Pull out the rows below from the line containing "point: the sleeve cuff in this photo" through the last row, both ends included, and reproduce them verbatim.

═════ Material for this task ═════

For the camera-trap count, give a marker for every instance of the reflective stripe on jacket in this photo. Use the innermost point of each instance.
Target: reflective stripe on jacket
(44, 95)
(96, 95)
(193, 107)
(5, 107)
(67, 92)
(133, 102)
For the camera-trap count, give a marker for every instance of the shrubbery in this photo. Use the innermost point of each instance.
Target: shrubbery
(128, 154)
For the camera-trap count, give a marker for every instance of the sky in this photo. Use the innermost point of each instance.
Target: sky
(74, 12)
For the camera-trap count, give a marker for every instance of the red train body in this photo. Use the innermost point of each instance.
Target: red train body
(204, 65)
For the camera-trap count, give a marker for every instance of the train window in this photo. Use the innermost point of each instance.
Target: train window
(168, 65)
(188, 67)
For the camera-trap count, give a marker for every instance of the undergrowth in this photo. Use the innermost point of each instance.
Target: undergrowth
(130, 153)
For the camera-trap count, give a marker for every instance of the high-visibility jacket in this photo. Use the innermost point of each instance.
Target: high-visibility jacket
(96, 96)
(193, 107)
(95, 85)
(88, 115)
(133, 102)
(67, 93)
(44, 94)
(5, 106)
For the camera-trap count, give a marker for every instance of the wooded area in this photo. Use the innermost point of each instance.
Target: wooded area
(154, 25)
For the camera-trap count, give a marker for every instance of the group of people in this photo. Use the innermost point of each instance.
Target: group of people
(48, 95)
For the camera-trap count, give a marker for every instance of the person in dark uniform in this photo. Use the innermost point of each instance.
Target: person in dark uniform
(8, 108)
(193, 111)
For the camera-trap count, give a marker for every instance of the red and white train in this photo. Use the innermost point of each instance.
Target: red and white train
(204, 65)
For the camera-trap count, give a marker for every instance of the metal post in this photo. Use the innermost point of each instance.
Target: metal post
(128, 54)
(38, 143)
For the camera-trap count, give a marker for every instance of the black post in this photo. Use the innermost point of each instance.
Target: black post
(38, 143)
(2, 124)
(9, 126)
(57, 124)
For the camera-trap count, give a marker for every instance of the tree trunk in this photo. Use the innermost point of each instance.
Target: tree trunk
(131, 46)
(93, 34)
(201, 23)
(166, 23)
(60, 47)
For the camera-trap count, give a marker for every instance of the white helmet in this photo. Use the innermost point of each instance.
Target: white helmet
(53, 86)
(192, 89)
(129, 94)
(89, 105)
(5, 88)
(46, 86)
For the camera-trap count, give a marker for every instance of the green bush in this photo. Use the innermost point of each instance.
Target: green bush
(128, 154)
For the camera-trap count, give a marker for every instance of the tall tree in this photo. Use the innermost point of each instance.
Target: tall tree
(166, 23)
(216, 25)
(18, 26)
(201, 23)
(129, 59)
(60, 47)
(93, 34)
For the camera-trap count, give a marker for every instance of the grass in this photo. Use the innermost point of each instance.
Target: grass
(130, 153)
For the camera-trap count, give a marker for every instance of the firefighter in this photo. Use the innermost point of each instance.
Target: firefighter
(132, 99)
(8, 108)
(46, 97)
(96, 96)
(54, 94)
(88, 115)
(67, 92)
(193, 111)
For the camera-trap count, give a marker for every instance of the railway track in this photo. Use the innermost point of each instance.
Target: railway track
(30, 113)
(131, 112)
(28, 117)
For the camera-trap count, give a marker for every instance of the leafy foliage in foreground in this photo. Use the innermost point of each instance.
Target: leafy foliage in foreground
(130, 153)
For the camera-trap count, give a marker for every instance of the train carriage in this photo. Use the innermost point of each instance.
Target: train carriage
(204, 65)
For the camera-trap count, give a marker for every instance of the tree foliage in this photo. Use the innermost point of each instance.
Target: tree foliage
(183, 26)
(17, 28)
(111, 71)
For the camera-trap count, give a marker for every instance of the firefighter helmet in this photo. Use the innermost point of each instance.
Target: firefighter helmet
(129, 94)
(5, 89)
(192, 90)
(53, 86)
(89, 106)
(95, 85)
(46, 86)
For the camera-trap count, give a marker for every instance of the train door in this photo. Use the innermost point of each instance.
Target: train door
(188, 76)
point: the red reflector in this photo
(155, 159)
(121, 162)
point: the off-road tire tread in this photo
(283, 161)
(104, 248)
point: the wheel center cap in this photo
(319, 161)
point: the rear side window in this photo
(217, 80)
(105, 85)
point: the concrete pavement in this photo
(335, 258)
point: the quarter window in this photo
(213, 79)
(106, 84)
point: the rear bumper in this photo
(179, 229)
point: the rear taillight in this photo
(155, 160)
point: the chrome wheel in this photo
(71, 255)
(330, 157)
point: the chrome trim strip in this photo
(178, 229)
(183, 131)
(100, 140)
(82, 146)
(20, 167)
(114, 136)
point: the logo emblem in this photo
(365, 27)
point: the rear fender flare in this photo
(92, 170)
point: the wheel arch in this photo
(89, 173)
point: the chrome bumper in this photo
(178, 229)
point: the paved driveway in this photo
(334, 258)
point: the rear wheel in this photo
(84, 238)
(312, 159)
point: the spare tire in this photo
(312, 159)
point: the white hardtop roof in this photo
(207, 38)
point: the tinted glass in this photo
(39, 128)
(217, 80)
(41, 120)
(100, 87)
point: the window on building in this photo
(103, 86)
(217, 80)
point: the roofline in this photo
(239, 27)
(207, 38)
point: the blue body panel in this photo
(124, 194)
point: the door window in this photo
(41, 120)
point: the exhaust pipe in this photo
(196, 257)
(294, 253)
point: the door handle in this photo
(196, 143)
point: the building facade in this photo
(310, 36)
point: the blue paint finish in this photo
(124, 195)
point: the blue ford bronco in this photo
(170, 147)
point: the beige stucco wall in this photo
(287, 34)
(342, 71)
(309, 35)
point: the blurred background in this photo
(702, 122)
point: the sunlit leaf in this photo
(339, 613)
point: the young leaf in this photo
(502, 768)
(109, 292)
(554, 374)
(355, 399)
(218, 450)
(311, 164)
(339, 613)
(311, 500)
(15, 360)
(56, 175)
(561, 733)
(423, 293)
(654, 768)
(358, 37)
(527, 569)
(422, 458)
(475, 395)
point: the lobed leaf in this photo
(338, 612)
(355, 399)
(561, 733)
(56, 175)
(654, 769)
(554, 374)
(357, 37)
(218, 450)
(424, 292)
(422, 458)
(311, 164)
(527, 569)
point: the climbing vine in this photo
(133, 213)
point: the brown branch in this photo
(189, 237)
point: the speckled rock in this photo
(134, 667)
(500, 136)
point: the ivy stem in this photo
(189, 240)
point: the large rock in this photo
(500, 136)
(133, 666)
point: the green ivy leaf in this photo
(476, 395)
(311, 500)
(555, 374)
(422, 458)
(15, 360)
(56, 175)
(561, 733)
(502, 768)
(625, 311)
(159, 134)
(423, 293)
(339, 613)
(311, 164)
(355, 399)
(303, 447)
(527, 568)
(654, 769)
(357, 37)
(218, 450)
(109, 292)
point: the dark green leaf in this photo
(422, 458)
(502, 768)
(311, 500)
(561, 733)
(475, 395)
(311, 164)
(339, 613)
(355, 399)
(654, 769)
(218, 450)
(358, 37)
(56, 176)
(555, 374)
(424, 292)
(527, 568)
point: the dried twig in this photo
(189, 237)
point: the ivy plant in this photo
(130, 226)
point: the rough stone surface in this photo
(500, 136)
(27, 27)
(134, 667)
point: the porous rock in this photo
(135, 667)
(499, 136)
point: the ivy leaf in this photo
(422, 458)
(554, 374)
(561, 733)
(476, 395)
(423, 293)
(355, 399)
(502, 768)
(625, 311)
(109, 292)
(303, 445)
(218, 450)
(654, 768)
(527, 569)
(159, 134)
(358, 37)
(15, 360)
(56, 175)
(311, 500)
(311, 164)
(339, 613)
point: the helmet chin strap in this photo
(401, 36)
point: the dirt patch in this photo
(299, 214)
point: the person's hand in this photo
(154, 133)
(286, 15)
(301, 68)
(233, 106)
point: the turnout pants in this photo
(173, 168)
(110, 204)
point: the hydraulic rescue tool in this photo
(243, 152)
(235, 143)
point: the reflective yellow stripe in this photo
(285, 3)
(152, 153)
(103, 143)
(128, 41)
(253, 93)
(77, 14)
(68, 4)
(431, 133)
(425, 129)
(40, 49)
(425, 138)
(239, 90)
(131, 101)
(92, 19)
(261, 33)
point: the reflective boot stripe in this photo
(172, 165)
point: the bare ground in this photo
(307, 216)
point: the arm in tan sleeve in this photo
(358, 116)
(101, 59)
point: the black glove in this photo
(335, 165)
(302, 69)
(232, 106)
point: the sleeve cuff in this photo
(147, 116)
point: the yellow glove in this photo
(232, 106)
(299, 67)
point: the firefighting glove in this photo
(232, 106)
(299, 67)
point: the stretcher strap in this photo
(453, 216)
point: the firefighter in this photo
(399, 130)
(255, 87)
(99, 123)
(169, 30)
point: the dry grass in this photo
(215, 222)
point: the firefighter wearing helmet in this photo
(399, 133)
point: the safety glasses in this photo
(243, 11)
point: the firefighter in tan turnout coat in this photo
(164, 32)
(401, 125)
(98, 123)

═════

§ **Solution**
point: the sleeve cuff in this photo
(147, 116)
point: the yellow glove in this photo
(232, 106)
(299, 67)
point: the firefighting glove in this photo
(232, 106)
(299, 67)
point: the stretcher strap in this photo
(453, 216)
point: the firefighter in this photo
(399, 130)
(255, 87)
(99, 123)
(169, 30)
point: the dry grass in this photo
(215, 222)
point: the firefighter wearing helmet in this photo
(399, 133)
point: the safety glasses in this photo
(243, 11)
point: the firefighter in tan turnout coat in this photo
(164, 32)
(401, 125)
(98, 123)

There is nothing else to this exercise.